_DESCRIPCIÓN DE LA TAREA_:
Vuelve a escribir todas las líneas de los registros, incluidas las solicitudes, y escala por 0,65 las coordenadas de las respuestas, redondeando al entero más cercano y las mitades hacia arriba. Deja sin cambios los números de las solicitudes y de sus ejemplos de formato.

==========

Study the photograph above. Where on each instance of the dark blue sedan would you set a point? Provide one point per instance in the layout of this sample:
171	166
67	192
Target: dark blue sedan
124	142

==========

_RESPUESTA FINAL_:
Study the photograph above. Where on each instance of the dark blue sedan would you set a point? Provide one point per instance in the layout of this sample:
171	166
67	192
Target: dark blue sedan
81	92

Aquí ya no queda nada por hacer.